Over the last 4 years, since the last issue of Best Practice and Research in Clinical Rheumatology devoted to systemic lupus erythematosus (SLE), there have been significant advances in the assessment, management and prognosis of this multisystem auto-immune rheumatic disease.
We have invited contributors who are recognised experts in their fields to provide updates on aspects of lupus that clinicians often find challenging in clinical practice. For each of the topics, specific questions have been posed to the authors to focus the review and provide a clinically relevant update for the busy clinician.

Assignment 1
Can you sum up the lupus passage in two sentences?
Assignment 2
How would you continue the lupus passage from its last sentence?
The rows play no part in this.

Information
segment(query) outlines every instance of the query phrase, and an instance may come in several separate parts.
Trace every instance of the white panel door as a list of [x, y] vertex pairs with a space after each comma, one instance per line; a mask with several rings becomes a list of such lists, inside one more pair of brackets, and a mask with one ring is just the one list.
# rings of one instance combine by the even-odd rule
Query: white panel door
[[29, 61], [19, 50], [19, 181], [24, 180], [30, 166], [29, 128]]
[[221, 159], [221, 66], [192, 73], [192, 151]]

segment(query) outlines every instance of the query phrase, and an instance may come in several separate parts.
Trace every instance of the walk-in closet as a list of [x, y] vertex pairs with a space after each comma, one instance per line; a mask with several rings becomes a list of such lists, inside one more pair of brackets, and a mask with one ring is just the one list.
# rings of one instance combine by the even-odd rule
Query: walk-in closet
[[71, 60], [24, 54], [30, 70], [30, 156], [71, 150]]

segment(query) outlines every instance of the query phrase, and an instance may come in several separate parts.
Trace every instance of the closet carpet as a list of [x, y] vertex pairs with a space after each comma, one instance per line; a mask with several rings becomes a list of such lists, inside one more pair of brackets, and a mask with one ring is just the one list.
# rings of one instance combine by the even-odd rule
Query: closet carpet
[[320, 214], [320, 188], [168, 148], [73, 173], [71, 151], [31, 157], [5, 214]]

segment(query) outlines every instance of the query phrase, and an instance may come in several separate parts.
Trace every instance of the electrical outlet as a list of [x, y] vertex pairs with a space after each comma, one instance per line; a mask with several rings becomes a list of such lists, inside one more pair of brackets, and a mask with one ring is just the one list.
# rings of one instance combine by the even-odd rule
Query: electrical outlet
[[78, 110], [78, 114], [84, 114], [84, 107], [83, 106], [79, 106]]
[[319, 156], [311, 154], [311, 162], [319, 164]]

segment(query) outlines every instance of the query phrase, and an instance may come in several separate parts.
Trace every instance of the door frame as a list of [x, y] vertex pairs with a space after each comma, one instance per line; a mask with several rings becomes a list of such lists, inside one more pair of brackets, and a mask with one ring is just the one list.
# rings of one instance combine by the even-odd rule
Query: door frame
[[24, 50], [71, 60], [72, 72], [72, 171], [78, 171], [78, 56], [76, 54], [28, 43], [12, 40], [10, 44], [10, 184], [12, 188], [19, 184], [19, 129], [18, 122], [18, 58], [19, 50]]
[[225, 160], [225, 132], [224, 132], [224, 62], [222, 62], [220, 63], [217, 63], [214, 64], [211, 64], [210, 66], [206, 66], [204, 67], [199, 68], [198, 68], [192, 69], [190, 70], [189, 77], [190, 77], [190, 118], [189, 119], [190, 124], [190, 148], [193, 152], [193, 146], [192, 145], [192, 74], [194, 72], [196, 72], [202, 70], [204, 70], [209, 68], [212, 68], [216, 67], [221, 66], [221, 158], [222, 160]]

Your response 1
In the 4 years since the last issue of Best Practice and Research in Clinical Rheumatology devoted to systemic lupus erythematosus, there have been significant advances in the assessment, management and prognosis of this multisystem autoimmune rheumatic disease. Recognized experts were invited to provide updates on aspects of lupus that clinicians often find challenging, and each author was posed specific questions to focus the review and make it clinically relevant for busy clinicians.

Your response 2
For some topics such as lupus nephritis, there have been a series of major randomised controlled trials that have changed the management of this life-threatening complication. Significantly, there has been a move away from high-dose cyclophosphamide-containing induction regimens towards low-dose cyclophosphamide approaches. More recently, cyclophosphamide-free induction regimens are now being widely used, with mycophenolate mofetil for both induction and maintenance becoming the standard of care. Similarly, there is a recognition that corticosteroid doses are perhaps too high and result in unacceptable adverse effects including damage accumulation. With pioneering steroid-free approaches, there may come a time when steroids are used in minimal doses when combined with biologic agents, or even avoided altogether. However, therapies only work if patients take the drugs prescribed to them and the reasons for non-adherence are varied and many. Non-adherence to therapy is probably the single most common cause of lupus flares, admission to hospital and progression to end-stage renal failure, and this important topic has therefore been addressed in this edition.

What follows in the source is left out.